── Given data

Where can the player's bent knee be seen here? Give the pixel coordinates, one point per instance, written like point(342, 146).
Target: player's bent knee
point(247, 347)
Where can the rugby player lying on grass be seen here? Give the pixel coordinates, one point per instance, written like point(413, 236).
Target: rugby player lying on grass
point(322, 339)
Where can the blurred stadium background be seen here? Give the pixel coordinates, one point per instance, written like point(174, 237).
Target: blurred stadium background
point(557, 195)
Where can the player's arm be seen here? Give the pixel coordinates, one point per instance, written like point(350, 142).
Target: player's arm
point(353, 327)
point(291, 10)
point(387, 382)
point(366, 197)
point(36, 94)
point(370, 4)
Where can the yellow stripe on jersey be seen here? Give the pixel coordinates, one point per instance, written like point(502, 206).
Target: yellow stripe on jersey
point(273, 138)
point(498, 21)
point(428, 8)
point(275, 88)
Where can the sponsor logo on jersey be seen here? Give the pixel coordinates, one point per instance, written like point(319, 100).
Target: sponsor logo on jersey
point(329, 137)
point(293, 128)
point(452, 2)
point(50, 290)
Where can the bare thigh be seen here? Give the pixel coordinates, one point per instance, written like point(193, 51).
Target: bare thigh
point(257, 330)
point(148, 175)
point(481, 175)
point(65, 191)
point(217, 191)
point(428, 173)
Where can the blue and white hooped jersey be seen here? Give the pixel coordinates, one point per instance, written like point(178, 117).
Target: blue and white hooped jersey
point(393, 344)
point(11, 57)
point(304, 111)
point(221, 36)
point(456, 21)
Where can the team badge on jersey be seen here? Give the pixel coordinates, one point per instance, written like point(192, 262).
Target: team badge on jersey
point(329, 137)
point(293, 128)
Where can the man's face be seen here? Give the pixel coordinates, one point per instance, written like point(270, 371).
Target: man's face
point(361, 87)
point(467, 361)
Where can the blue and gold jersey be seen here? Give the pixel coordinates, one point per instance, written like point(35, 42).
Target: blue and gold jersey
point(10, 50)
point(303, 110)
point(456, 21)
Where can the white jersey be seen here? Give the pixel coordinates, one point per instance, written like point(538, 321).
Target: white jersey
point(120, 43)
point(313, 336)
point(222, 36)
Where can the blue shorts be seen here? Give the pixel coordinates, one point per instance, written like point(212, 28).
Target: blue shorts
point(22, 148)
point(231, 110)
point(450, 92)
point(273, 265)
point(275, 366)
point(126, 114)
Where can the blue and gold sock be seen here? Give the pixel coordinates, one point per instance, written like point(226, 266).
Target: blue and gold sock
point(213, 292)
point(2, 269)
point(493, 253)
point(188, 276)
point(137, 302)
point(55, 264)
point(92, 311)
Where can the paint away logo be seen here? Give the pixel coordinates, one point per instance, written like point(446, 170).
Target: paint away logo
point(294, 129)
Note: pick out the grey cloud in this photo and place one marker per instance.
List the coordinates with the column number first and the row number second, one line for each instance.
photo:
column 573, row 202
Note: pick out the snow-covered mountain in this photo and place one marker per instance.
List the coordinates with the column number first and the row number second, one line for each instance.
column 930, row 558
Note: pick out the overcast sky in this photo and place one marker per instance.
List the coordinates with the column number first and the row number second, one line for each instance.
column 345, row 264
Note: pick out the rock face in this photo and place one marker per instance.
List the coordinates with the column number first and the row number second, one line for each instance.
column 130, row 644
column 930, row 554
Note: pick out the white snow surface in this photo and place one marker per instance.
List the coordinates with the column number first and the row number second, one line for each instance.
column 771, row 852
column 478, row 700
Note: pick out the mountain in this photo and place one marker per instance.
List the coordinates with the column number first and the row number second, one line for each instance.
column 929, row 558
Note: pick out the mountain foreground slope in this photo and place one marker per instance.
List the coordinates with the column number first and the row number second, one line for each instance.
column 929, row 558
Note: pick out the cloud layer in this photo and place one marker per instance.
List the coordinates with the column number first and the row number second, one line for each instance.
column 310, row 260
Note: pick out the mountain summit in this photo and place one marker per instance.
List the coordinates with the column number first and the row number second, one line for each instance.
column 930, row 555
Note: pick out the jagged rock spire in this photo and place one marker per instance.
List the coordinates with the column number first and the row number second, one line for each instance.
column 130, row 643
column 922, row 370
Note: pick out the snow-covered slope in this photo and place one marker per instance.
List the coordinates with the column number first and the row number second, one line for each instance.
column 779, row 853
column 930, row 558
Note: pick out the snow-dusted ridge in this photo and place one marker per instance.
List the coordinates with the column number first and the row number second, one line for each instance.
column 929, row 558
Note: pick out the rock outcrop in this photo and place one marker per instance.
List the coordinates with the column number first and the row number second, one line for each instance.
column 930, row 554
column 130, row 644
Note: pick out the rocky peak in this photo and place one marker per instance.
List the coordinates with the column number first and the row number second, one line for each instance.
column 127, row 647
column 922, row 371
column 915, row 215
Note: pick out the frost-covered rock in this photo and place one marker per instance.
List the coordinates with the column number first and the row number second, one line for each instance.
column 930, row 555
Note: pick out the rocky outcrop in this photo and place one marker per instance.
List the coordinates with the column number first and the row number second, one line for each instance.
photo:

────

◆ Activity
Every line from the one containing "Note: pick out the snow-dusted" to the end of the entries must be set down exactly, with none omitted and none added.

◆ Expected answer
Note: pick out the snow-dusted ridge in this photo and place one marker per instance.
List the coordinates with the column number first and the row number second, one line for each instance.
column 929, row 558
Note: pick out the rock outcrop in this photo and place one marker per instance.
List the coordinates with the column number first and the row number second, one line for each instance.
column 930, row 554
column 130, row 644
Note: pick out the rocky peak in this photo and place one marker per instance.
List the coordinates with the column number first and the row number second, one line for each instance.
column 127, row 647
column 922, row 371
column 915, row 215
Note: pick out the frost-covered rock in this photo and place one marker per instance.
List the coordinates with the column number first and the row number second, one line for each instance.
column 930, row 555
Note: pick out the rocky outcrop in this photo and place one marker per instance.
List the coordinates with the column number first and the row number second, one line for each instance.
photo:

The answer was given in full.